-- Begin DATASET CONTENT --

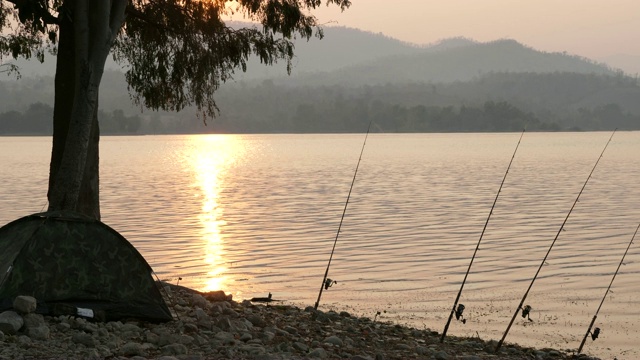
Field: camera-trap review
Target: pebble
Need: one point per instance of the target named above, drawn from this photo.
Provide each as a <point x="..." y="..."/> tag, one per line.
<point x="225" y="329"/>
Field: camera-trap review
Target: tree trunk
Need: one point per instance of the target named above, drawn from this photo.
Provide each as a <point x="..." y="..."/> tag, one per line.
<point x="88" y="200"/>
<point x="86" y="36"/>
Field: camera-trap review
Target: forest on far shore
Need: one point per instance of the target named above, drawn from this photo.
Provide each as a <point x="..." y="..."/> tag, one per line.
<point x="340" y="117"/>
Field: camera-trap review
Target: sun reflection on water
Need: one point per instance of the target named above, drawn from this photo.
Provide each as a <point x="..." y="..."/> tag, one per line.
<point x="210" y="159"/>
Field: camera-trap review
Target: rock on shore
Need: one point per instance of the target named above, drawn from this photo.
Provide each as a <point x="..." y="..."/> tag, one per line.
<point x="212" y="326"/>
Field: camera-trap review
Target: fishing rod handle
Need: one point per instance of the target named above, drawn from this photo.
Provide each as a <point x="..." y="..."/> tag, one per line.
<point x="446" y="327"/>
<point x="584" y="339"/>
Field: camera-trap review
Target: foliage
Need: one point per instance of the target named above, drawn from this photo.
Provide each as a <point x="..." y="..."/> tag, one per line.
<point x="177" y="52"/>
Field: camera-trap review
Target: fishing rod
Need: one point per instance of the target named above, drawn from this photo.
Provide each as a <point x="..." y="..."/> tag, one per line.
<point x="457" y="310"/>
<point x="326" y="282"/>
<point x="596" y="331"/>
<point x="526" y="309"/>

-- End DATASET CONTENT --

WHAT TO PRODUCE —
Reproduce each entry precisely. Leave the pictures out.

CORRECT OUTPUT —
Field: camera-trap review
Target: pebble
Need: one point per instance of the target named above, drawn from this photo.
Provide each as a <point x="..." y="..."/> tag, one per line.
<point x="225" y="329"/>
Field: camera-trap review
Target: tree trunk
Need: one point per instance of the target named above, drawn from this photo.
Provide each as a <point x="..." y="..."/> tag, one per line.
<point x="88" y="200"/>
<point x="86" y="36"/>
Field: camera-trap review
Target: forest on far shore
Need: one point per instance of the target named above, drawn from this photo.
Provide each as a <point x="..." y="..."/> tag, one per line.
<point x="340" y="117"/>
Field: camera-trap review
Target: sun reflection on water
Need: one point per instance of the target named above, drawn from this photo.
Provide each as a <point x="..." y="..."/> tag, one per line.
<point x="210" y="159"/>
Field: camera-trap review
Target: rock on shore
Need: one point per instance of the target named above, drawn from this photo.
Provide each as a <point x="..." y="..."/> tag, one per line.
<point x="212" y="326"/>
Field: camera-trap review
Target: fishing rod handle
Need: one point per instance of the target named above, drawn from this photo.
Provide each as a <point x="..." y="..."/> tag, one per line.
<point x="446" y="327"/>
<point x="584" y="339"/>
Field: camera-trap review
Target: foliage
Need: one point per instance of the target named above, drawn from this photo.
Provide each as a <point x="..." y="..."/> tag, one per line.
<point x="177" y="52"/>
Field: camera-trap review
Target: fishing rod
Need: one point per instance of the target named above, drawn from this photo.
Provide each as a <point x="..." y="..."/> tag, one per line.
<point x="457" y="310"/>
<point x="326" y="282"/>
<point x="596" y="331"/>
<point x="526" y="309"/>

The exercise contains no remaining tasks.